ESERCIZI DA SVOLGERE:
(1) Rispondi a queste domande in base al brano:
(a) Che cosa avevano deciso molte facoltà per alcuni corsi?
(b) Quanto costa un professore "in sostituzione" per i corsi del dipartimento di scienze matematiche?
(c) Quante ore dura un corso universitario medio?
(2) Puoi citare dal brano il passo che si apre con le parole contenenti "Il rettore dell'università" e si chiude con "euro. Come minimo."?
(3) Queste affermazioni concordano con il brano? Per ciascuna rispondi sì o no e cita le parole del brano che lo stabiliscono.
(a) Il rettore ha assicurato che i corsi non salteranno.
(b) Un ricercatore ha lo stesso costo di un supplente.
(c) La protesta si è ridotta.

BRANO FORNITO:
++++++++
La situazione dovrebbe ulteriormente peggiorare rispetto al primo semestre. Molte facoltà avevano deciso di posticipare alcuni corsi al secondo semestre, sperando che i ricercatori "dissidenti" tornassero ad insegnare. Ma non sarà così. Anzi, la protesta ha aumentato la sua portata. A meno che la riforma non passi al Senato. In quel caso ci sarebbe il "rompete le righe". Un'eventualità improbabile.

Il rettore dell'università Alessandro Mazzucco, comunque, ha sempre assicurato che verranno reclutati tutti i supplenti necessari. E che quindi i corsi non salteranno. Ma il costo non sarà indifferente. Un professore "in sostituzione", per i corsi del dipartimento di scienze matematiche, costa novecento euro ogni otto ore di didattica frontale. Un ricercatore è a costo zero, invece. Considerando che un corso universitario medio dura cinquanta ore, il prezzo da pagare sarà, in media, di 5.625 euro. Se, come sembra, circa un centinaio di corsi rimarranno scoperti, si può ipotizzare un danno economico per l'università di 562.500 euro. Come minimo.
++++++++
RIGHE FORNITE:
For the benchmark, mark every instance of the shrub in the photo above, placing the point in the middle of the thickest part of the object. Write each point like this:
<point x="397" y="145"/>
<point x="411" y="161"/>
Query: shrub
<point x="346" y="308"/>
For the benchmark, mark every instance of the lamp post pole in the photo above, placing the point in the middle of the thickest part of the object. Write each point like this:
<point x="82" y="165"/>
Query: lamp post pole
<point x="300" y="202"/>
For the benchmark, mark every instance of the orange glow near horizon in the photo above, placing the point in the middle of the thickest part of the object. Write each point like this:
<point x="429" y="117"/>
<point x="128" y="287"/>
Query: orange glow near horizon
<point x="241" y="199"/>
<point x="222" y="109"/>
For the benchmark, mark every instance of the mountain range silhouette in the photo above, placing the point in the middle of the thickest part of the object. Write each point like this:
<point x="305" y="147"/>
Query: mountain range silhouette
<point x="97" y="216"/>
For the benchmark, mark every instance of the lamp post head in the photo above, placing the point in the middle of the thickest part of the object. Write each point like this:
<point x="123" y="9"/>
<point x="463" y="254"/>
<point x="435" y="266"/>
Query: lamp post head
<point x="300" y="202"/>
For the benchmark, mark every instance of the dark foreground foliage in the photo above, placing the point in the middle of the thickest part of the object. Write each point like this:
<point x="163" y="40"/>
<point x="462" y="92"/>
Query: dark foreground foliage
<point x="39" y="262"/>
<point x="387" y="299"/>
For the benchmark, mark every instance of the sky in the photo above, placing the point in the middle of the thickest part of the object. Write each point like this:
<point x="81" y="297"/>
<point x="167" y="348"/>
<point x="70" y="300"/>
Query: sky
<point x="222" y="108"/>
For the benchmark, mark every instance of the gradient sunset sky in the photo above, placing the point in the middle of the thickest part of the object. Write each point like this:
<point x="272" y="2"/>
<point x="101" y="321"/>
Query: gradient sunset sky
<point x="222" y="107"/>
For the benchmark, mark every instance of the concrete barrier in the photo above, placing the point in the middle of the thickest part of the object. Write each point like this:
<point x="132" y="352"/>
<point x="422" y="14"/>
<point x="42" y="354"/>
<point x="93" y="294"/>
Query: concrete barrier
++++++++
SOLUZIONI:
(1)
(a) Avevano deciso di posticipare alcuni corsi al secondo semestre.
(b) Costa novecento euro ogni otto ore di didattica frontale.
(c) Dura cinquanta ore.

(2)
Il rettore dell'università Alessandro Mazzucco, comunque, ha sempre assicurato che verranno reclutati tutti i supplenti necessari. E che quindi i corsi non salteranno. Ma il costo non sarà indifferente. Un professore "in sostituzione", per i corsi del dipartimento di scienze matematiche, costa novecento euro ogni otto ore di didattica frontale. Un ricercatore è a costo zero, invece. Considerando che un corso universitario medio dura cinquanta ore, il prezzo da pagare sarà, in media, di 5.625 euro. Se, come sembra, circa un centinaio di corsi rimarranno scoperti, si può ipotizzare un danno economico per l'università di 562.500 euro. Come minimo.

(3)
(a) Sì: "E che quindi i corsi non salteranno."
(b) No: "Un ricercatore è a costo zero, invece."
(c) No: "Anzi, la protesta ha aumentato la sua portata."